[Collected data]
Start

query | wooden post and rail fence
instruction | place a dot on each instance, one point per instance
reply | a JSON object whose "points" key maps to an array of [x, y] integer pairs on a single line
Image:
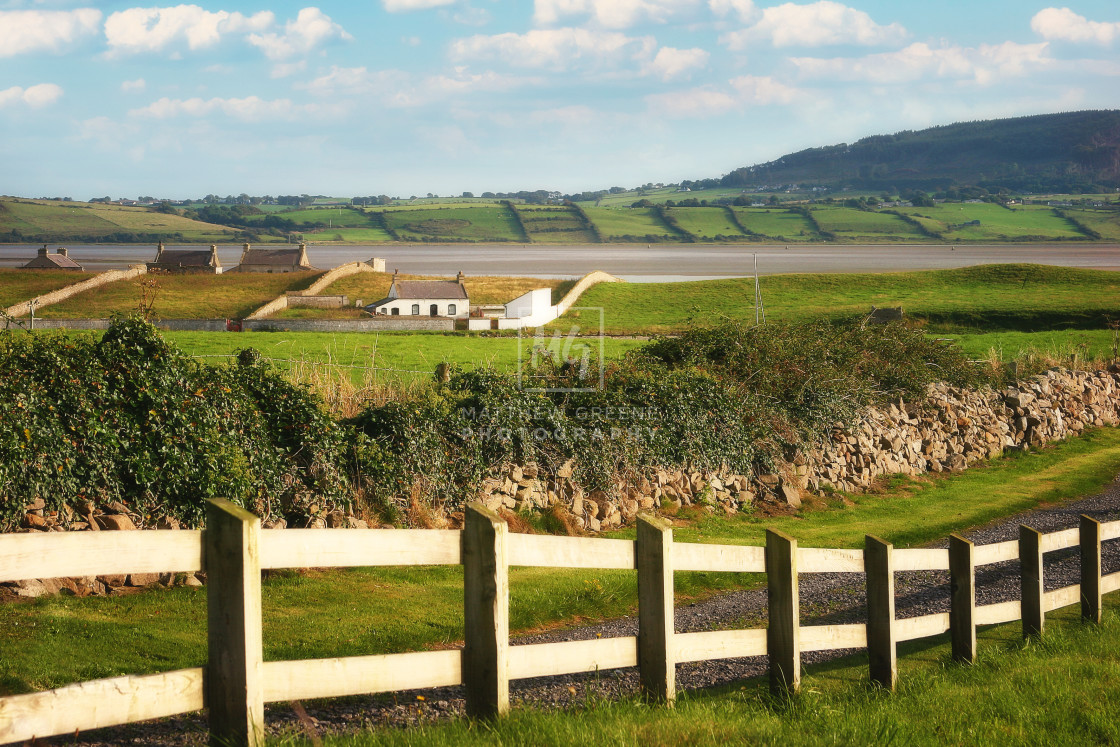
{"points": [[236, 682]]}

End

-- Your objective --
Write out every line of the entries above word for word, omitting the pictures.

-- Right answer --
query | wooden post and rail fence
instruction | place a dot on each instance, one point per instance
reply | a JSON object whose "points" key maps to an array of [x, y] integer pairs on a single line
Image:
{"points": [[236, 682]]}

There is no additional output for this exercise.